**GIVEN TEXT:**
Begin

McGuigan Wines was also awarded a Best in Show Trophy for its 2013 McGuigan Bin 9000 Semillon. The results make the Hunter Valley Australia’s only region to win two Best in Show wines, a significant achievement for the region’s international reputation.
Brokenwood's Managing Director and Chief Winemaker, Iain Riggs AM with McGuigan's Chief Winemaker, Neil McGuigan. Photography: Chris Elfes
“As the oldest grape growing region in Australia it is rewarding to see our two major varieties, Semillon and Shiraz flying the flag for premium Australian wine on the world stage. These are unique wine styles and give due recognition to our tireless grape growers and winemakers.” - Managing Director and Chief Winemaker, Iain Riggs AM.
“What a wonderful result for the Hunter Valley wine industry with two of the best grape varieties from this region being recognised on the world stage. Brokenwood and McGuigan run adjoining properties in the Hunter. As neighbours, we share a healthy rivalry and an immense admiration for each other’s wines, plus Riggsy and I are good mates – we couldn’t be happier for each other” - McGuigan Wines Chief Winemaker, Neil McGuigan
We celebrated the release of our 2017 Graveyard Vineyard Shiraz at our annual Graveyard Launch on Saturday, with 330 members attending a long lunch in our Barrel Hall.
Brokenwood’s success also continued this week with our 2018 Hunter Valley Semillon placed in Matthew Jukes’ list of Australia’s Top 100 wines, compiled annually by the UK-based journalist, as well as winning Cellar Door of the Year at the Hunter Valley Legends & Wine Industry Awards last Thursday night.
We are excited to see what the year ahead has in store for Brokenwood Wines.
See below for an update from our Chief Winemaker and Managing Director, Iain Leslie Riggs on this years' vintage.

End

**EXERCISE TASKS:**
(A) In the wine news text, which McGuigan wine was awarded a Best in Show Trophy?
(B) Reproduce every line of the records word for word.
The wine news text and the records below it were taken from unrelated sources.

**DATA TO USE:**
Begin

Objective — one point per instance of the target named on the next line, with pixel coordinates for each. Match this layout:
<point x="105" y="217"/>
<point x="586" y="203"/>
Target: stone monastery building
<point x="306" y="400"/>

End

**THE ANSWERS:**
(A) The 2013 McGuigan Bin 9000 Semillon.

(B)
Objective — one point per instance of the target named on the next line, with pixel coordinates for each. Match this layout:
<point x="105" y="217"/>
<point x="586" y="203"/>
Target: stone monastery building
<point x="306" y="400"/>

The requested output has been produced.